=== GIVEN DATA ===
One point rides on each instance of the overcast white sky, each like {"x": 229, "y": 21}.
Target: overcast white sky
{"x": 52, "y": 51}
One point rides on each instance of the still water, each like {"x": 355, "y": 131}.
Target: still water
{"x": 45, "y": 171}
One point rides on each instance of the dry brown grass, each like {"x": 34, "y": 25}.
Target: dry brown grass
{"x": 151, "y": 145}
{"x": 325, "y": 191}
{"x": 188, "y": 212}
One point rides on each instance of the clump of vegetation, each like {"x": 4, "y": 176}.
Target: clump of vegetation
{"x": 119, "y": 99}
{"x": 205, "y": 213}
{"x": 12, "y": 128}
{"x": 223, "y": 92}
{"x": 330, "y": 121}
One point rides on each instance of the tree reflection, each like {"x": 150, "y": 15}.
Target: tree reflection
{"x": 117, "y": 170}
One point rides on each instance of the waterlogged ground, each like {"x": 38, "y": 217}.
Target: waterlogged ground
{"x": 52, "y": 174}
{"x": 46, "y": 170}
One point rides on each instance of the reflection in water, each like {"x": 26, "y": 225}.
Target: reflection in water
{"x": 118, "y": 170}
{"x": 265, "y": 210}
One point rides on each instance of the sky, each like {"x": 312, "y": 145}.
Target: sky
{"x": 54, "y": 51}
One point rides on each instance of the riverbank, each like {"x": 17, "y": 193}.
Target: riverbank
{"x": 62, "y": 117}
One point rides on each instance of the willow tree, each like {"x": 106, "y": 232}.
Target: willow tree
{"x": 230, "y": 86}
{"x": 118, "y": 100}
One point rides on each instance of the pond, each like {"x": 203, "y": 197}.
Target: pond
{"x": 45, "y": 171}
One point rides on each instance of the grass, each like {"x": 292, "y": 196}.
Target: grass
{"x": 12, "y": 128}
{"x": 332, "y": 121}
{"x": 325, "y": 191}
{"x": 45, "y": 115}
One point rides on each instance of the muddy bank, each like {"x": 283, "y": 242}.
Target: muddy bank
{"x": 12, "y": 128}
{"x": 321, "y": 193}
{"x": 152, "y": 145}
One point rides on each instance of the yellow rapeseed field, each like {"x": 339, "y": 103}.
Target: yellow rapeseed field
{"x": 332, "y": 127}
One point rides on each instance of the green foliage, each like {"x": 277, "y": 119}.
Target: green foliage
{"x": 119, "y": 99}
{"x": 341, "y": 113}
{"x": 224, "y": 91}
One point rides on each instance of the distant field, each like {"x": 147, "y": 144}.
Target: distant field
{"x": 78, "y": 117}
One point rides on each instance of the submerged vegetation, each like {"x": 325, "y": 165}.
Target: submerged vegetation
===
- [PROBLEM TO SOLVE]
Return only the lines running from the line with "One point rides on each instance of the muddy" to the last line of the records, both included, exactly as written.

- [SOLUTION FOR THIS PROBLEM]
One point rides on each instance of the muddy bank, each like {"x": 283, "y": 242}.
Target: muddy bank
{"x": 12, "y": 128}
{"x": 321, "y": 193}
{"x": 152, "y": 145}
One point rides on each instance of the yellow rapeseed field, each like {"x": 339, "y": 103}.
Target: yellow rapeseed field
{"x": 332, "y": 127}
One point rides on each instance of the green foliage, each like {"x": 277, "y": 119}.
Target: green foliage
{"x": 119, "y": 99}
{"x": 341, "y": 113}
{"x": 224, "y": 91}
One point rides on each instance of the distant field, each like {"x": 147, "y": 144}.
Target: distant field
{"x": 78, "y": 117}
One point rides on each instance of the submerged vegetation, each like {"x": 325, "y": 165}.
Target: submerged vegetation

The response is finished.